━━ EXTRACTED ENTRIES

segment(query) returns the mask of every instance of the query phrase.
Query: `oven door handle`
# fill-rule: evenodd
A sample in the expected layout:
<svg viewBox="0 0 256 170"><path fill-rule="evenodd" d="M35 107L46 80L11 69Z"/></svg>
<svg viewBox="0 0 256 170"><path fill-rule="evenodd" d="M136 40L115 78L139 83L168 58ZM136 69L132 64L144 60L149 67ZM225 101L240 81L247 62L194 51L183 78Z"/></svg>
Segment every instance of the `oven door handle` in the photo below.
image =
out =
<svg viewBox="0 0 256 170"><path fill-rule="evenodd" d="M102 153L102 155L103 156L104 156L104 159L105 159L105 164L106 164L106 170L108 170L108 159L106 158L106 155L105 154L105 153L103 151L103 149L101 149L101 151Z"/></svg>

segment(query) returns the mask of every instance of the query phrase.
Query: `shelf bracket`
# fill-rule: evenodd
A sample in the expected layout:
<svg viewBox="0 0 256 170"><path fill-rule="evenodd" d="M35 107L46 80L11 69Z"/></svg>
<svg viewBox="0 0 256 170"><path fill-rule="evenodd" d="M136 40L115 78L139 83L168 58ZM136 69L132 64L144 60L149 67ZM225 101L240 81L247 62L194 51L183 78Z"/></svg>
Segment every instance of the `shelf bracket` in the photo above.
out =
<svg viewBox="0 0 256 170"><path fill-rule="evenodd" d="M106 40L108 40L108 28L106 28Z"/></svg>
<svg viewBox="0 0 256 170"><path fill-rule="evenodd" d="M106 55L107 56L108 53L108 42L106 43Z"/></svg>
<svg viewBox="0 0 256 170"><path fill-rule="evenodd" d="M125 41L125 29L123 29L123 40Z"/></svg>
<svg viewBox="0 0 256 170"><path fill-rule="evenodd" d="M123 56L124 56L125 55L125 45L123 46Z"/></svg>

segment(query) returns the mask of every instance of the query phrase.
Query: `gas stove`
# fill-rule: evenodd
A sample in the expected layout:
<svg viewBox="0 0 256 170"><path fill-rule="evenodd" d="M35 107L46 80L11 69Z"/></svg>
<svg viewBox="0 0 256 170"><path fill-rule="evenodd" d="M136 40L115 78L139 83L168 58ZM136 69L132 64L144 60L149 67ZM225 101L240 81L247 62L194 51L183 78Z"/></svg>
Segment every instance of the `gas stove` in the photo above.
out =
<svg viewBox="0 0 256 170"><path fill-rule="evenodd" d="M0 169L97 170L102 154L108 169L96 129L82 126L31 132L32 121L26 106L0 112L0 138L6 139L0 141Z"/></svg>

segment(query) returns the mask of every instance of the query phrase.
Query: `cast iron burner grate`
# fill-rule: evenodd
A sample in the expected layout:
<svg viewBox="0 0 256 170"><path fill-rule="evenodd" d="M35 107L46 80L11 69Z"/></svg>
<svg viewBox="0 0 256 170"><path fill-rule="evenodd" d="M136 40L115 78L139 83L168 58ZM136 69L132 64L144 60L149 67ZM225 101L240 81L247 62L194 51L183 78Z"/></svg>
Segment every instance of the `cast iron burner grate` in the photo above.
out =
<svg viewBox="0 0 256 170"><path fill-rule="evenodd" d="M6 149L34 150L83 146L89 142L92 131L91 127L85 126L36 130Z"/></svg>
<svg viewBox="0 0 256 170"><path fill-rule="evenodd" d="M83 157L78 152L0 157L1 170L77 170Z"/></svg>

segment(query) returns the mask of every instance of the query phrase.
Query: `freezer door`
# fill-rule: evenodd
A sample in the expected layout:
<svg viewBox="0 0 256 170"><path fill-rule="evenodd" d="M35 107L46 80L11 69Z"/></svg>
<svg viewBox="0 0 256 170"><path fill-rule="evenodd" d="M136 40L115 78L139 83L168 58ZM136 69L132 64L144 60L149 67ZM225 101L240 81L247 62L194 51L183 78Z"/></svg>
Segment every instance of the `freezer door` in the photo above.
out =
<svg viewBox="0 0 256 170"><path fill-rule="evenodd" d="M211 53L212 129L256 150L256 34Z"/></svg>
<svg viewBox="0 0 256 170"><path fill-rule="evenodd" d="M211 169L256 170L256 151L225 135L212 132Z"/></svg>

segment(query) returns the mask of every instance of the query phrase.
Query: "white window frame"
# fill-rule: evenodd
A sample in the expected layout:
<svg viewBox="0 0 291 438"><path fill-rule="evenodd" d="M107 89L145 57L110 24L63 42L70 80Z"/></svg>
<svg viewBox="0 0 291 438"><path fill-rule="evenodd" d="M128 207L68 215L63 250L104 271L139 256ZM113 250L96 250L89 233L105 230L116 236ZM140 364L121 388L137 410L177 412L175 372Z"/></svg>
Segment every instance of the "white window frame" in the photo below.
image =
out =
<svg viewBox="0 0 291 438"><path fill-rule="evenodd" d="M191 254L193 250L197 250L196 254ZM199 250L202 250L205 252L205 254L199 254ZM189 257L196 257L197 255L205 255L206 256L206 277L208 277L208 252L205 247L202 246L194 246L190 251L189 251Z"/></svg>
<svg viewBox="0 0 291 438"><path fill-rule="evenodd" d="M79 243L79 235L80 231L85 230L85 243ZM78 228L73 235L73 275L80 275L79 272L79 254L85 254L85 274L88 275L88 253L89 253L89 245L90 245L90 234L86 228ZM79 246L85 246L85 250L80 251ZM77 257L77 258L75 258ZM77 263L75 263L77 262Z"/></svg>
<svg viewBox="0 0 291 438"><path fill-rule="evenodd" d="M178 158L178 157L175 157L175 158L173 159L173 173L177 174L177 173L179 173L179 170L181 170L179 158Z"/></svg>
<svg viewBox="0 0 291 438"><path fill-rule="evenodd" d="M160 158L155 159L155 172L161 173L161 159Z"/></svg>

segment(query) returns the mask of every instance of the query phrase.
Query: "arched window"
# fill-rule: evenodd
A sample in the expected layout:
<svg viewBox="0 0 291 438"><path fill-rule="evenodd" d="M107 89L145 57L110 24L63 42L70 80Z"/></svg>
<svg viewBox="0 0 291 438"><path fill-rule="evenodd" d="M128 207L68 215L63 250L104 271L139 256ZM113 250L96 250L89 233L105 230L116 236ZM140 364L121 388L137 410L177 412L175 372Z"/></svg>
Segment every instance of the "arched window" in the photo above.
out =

━━━━

» **GIVEN TASK**:
Which lines of the data contain the word "photo"? List each of them in full.

» **FULL ANSWER**:
Segment every instance of the `oven door handle` in the photo below.
Segment every instance of the `shelf bracket` in the photo above.
Segment every instance of the `gas stove` in the photo above.
Segment every instance of the `cast iron burner grate` in the photo above.
Segment every instance of the `freezer door` in the photo above.
Segment every instance of the "white window frame" in the photo below.
Segment every instance of the "arched window" in the photo above.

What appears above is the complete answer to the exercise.